Check the listing below for lines with the word "matching" and say how many there are, with nothing but the number.

■ **DATASET EXTRACT**
——

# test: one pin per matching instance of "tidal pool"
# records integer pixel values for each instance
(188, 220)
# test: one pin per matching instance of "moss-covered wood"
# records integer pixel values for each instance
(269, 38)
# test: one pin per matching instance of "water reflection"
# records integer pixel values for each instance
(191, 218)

——

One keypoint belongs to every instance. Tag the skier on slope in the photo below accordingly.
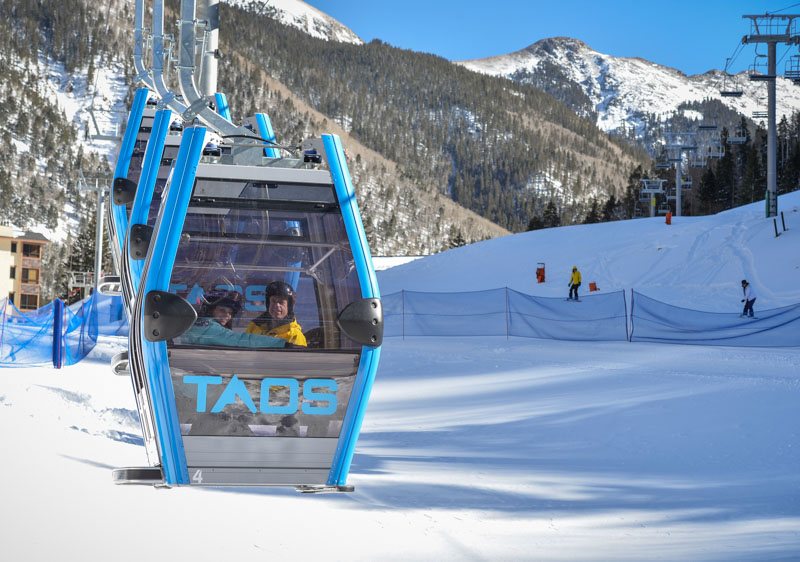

——

■ **RESULT**
3